▶ [What is being asked] Show every line in the rows below that contains the string "rise", treating uppercase and lowercase as different.

▶ [Data supplied]
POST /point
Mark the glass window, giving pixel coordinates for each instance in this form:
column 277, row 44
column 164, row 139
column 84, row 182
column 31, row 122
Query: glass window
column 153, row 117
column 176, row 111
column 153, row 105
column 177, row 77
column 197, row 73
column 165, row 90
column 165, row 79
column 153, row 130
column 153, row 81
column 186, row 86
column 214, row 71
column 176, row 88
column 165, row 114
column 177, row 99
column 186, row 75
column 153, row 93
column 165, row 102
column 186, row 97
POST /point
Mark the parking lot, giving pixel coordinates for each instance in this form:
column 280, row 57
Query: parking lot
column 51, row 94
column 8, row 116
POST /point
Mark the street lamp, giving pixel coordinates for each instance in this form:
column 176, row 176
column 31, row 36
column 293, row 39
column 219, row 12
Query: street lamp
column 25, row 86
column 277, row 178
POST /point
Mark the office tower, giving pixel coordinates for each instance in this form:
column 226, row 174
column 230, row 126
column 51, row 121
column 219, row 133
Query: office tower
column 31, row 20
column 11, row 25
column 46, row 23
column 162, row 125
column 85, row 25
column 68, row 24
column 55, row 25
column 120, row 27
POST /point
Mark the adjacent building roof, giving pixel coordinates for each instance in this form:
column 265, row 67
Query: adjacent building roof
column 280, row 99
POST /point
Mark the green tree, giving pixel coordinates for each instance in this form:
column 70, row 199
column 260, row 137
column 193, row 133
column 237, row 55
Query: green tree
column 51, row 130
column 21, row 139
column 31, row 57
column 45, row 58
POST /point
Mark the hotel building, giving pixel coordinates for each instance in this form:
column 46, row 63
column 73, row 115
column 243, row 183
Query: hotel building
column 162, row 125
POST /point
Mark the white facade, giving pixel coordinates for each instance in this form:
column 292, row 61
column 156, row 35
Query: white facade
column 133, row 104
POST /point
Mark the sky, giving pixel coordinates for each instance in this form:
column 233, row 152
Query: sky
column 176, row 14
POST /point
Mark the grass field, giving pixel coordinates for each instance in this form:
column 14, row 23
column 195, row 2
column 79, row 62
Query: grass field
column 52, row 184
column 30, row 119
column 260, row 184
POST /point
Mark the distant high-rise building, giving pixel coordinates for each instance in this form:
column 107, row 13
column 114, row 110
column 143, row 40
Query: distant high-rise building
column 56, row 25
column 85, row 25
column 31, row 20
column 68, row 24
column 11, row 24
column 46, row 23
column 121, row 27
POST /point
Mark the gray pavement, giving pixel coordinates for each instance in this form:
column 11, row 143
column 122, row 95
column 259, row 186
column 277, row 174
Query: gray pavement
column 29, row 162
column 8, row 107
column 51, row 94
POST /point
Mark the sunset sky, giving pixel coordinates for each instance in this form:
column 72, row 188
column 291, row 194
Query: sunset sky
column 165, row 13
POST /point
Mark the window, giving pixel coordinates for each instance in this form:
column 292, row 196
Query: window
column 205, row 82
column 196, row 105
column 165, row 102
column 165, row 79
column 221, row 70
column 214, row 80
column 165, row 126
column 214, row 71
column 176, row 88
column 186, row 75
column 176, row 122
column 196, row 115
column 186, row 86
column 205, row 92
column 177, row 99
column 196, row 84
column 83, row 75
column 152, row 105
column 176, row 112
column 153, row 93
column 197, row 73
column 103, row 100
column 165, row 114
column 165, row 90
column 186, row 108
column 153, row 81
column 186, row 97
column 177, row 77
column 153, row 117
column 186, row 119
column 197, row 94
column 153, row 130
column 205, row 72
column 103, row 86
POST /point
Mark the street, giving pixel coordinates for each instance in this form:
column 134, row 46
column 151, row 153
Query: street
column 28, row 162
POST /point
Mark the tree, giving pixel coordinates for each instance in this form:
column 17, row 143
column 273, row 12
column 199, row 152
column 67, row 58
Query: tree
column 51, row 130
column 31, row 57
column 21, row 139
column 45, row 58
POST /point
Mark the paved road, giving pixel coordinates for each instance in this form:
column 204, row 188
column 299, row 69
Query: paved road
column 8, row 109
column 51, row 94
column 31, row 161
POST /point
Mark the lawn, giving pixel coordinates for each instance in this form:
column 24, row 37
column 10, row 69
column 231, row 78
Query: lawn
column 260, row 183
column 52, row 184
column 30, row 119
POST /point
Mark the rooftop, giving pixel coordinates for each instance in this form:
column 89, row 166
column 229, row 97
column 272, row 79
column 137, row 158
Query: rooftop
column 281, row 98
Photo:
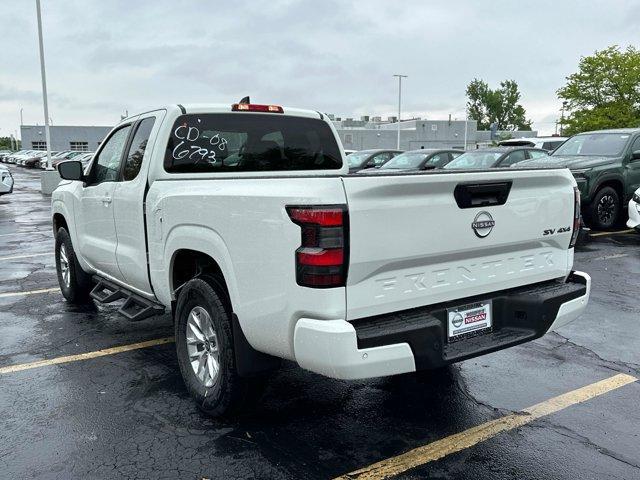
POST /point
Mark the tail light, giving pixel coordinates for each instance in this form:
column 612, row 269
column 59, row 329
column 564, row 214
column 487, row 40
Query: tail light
column 576, row 217
column 322, row 259
column 253, row 107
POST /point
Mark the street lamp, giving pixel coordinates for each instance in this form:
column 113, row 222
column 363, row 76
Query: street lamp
column 44, row 87
column 400, row 77
column 564, row 106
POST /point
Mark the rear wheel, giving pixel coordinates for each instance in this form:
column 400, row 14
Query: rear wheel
column 604, row 210
column 205, row 350
column 75, row 284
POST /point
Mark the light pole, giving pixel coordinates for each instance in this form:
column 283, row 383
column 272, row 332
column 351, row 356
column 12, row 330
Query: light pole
column 44, row 88
column 564, row 105
column 465, row 132
column 400, row 77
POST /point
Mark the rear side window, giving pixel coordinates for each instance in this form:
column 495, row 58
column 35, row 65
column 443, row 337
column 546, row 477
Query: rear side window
column 137, row 149
column 246, row 142
column 551, row 145
column 107, row 165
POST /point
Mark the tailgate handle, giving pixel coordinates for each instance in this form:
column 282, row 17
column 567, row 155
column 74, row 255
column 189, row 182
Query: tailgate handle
column 470, row 195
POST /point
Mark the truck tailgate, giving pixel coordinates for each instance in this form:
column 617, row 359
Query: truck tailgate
column 415, row 242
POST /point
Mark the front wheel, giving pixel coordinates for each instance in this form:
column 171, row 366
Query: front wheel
column 604, row 210
column 204, row 346
column 75, row 284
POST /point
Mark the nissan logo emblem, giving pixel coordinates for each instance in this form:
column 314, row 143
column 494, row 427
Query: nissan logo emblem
column 483, row 224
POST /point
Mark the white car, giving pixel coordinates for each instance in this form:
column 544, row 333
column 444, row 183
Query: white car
column 634, row 211
column 6, row 180
column 243, row 222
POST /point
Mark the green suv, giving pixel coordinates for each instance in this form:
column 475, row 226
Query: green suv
column 606, row 166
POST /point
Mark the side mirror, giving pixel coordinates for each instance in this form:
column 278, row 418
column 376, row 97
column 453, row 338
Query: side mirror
column 70, row 170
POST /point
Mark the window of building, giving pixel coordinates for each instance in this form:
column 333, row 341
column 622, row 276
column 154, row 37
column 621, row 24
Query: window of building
column 79, row 146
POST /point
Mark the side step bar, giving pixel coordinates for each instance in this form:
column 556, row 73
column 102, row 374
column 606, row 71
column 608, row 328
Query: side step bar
column 134, row 308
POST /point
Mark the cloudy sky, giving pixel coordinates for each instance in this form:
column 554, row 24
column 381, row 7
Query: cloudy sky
column 337, row 56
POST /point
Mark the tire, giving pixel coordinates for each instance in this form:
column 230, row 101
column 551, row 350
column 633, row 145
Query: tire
column 205, row 350
column 75, row 283
column 604, row 209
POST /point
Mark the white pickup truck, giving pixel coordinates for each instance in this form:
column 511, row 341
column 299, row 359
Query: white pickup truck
column 243, row 221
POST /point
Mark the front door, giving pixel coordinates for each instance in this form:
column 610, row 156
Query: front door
column 95, row 219
column 128, row 205
column 632, row 170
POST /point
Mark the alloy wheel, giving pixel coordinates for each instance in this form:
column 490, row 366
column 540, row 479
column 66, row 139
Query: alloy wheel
column 606, row 209
column 203, row 347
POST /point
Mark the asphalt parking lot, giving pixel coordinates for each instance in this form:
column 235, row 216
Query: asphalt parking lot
column 86, row 394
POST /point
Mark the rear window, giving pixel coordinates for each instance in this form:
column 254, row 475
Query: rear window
column 246, row 142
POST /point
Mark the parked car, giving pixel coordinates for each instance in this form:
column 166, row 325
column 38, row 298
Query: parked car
column 6, row 181
column 423, row 159
column 545, row 143
column 634, row 211
column 351, row 276
column 606, row 165
column 32, row 160
column 496, row 157
column 370, row 159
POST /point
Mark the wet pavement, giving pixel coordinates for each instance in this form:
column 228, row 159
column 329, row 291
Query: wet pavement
column 127, row 415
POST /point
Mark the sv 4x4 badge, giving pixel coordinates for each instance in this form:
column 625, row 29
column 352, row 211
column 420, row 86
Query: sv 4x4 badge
column 552, row 231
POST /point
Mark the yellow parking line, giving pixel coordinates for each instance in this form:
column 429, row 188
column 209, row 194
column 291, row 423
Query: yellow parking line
column 600, row 234
column 85, row 356
column 29, row 292
column 14, row 257
column 463, row 440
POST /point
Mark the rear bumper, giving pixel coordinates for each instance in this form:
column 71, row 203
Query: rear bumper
column 634, row 215
column 416, row 339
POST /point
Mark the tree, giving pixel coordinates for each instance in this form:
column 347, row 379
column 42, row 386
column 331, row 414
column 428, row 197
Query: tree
column 604, row 93
column 500, row 106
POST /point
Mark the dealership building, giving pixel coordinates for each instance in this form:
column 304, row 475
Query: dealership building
column 361, row 134
column 63, row 137
column 373, row 132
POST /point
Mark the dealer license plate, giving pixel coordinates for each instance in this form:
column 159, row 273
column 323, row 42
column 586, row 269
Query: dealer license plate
column 469, row 319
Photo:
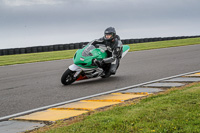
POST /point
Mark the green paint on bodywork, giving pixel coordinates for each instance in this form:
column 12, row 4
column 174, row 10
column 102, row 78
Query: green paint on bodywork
column 97, row 53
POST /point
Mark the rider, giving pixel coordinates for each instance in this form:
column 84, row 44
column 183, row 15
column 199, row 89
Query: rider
column 114, row 49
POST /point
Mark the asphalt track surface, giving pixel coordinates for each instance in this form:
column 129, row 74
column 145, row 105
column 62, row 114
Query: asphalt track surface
column 28, row 86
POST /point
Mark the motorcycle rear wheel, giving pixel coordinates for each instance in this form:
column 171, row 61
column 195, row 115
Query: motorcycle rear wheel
column 68, row 77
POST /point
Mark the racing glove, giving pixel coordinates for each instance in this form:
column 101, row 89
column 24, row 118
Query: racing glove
column 98, row 63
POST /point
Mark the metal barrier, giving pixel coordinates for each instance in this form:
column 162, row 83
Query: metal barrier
column 59, row 47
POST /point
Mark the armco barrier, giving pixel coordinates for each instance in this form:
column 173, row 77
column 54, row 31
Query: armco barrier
column 70, row 46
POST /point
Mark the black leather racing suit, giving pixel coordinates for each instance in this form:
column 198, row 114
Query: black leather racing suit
column 114, row 51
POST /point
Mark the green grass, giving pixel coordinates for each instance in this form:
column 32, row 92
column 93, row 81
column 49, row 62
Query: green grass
column 66, row 54
column 175, row 111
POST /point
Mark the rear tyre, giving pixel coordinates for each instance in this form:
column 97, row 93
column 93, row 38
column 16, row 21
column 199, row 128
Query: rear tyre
column 68, row 77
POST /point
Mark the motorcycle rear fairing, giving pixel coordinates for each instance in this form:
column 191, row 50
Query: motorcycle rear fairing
column 83, row 67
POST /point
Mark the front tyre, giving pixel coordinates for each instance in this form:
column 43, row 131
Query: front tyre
column 68, row 77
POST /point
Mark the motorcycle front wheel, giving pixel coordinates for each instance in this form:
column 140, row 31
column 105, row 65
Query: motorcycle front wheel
column 68, row 77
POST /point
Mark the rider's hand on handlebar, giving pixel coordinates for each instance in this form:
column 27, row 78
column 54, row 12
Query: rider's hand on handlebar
column 98, row 63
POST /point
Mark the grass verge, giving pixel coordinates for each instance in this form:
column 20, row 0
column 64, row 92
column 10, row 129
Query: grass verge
column 176, row 110
column 66, row 54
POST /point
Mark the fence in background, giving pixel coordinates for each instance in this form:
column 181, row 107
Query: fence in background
column 70, row 46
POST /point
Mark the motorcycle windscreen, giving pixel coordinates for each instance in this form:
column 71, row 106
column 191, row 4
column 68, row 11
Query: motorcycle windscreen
column 86, row 51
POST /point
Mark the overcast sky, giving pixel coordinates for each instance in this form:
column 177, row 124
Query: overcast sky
column 26, row 23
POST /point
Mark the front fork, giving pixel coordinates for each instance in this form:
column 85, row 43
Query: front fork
column 77, row 69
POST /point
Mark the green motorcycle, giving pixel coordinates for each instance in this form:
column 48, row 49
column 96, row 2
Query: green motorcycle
column 84, row 68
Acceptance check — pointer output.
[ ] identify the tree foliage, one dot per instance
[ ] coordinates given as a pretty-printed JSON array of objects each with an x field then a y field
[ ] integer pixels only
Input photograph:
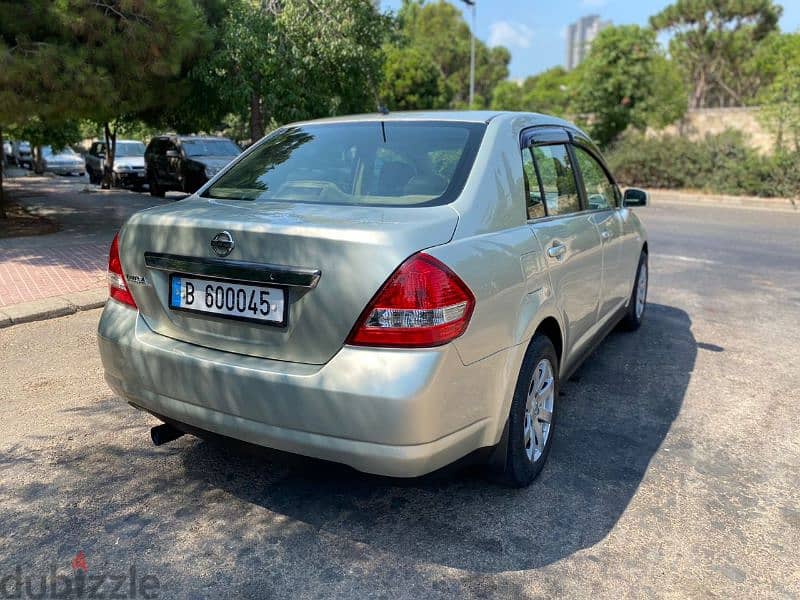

▶ [Full output]
Mark the distant high-rise building, giving pixel coordinates for each instance in this form:
Query: distant high-rise building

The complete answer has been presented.